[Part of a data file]
········
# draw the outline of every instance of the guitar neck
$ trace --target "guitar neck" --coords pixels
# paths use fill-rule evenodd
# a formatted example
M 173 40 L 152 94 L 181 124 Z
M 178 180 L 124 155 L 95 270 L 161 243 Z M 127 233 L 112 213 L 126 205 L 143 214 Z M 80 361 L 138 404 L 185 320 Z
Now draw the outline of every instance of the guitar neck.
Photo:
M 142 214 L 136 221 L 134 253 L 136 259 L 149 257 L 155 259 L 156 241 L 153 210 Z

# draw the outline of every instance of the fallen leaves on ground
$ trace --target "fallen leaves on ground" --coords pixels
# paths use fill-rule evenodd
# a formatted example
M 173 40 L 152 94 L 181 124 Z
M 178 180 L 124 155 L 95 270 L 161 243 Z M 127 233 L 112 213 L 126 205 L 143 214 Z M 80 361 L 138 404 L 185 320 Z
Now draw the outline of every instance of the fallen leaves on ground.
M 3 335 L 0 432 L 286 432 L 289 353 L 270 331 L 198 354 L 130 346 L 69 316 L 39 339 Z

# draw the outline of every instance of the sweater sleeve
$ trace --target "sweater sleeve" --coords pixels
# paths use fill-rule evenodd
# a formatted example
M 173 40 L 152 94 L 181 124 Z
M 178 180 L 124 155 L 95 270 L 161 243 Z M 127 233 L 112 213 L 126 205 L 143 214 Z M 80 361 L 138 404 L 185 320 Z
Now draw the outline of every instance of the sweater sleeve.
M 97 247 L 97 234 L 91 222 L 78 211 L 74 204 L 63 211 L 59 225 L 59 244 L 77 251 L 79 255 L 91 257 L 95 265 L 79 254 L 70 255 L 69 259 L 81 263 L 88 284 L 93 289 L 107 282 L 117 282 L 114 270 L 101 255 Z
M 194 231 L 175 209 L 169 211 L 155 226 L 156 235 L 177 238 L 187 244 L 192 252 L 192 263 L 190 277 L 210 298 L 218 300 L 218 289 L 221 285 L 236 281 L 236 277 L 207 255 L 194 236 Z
········
> What to work on: Recast all the rows above as a JSON list of strings, with one string for each line and no blank lines.

> Written response:
[
  "# draw the outline of every instance of the guitar neck",
  "$ trace --target \"guitar neck\" --coords pixels",
  "# paths use fill-rule evenodd",
  "# a formatted example",
  "M 173 40 L 152 94 L 181 124 Z",
  "M 178 180 L 124 155 L 95 270 L 161 243 Z M 127 233 L 112 213 L 126 205 L 143 214 Z M 80 361 L 138 404 L 185 320 Z",
  "Now draw the outline of every instance of the guitar neck.",
  "Photo:",
  "M 142 214 L 136 221 L 134 253 L 136 259 L 149 257 L 155 259 L 156 241 L 153 210 Z",
  "# draw the outline of every instance of the fallen leaves on ground",
  "$ trace --target \"fallen leaves on ground\" --coords pixels",
  "# paths use fill-rule evenodd",
  "# a formatted example",
  "M 173 40 L 152 94 L 181 124 Z",
  "M 178 180 L 124 155 L 95 270 L 161 243 Z M 127 233 L 112 213 L 126 205 L 143 214 Z M 80 361 L 138 404 L 185 320 Z",
  "Now draw the outline of every instance of the fallen leaves on ground.",
  "M 3 335 L 0 432 L 286 432 L 289 353 L 270 331 L 198 354 L 130 346 L 69 316 L 39 339 Z",
  "# draw the outline of every instance of the sweater sleeve",
  "$ trace --target \"sweater sleeve\" --coords pixels",
  "# paths use fill-rule evenodd",
  "# a formatted example",
  "M 173 40 L 152 94 L 181 124 Z",
  "M 178 180 L 124 155 L 95 270 L 161 243 Z M 127 233 L 112 213 L 126 205 L 143 214 Z M 80 361 L 138 404 L 185 320 Z",
  "Now draw the outline of every instance of the sweater sleeve.",
  "M 97 247 L 97 234 L 91 222 L 78 211 L 74 204 L 63 211 L 59 225 L 59 244 L 77 251 L 79 255 L 91 257 L 95 265 L 79 254 L 70 255 L 69 259 L 81 263 L 88 284 L 93 289 L 107 282 L 117 282 L 114 270 L 101 255 Z",
  "M 194 231 L 175 209 L 169 211 L 155 226 L 156 235 L 177 238 L 187 244 L 192 252 L 192 263 L 190 277 L 210 298 L 218 300 L 218 289 L 221 285 L 236 281 L 236 277 L 207 255 L 194 236 Z"
]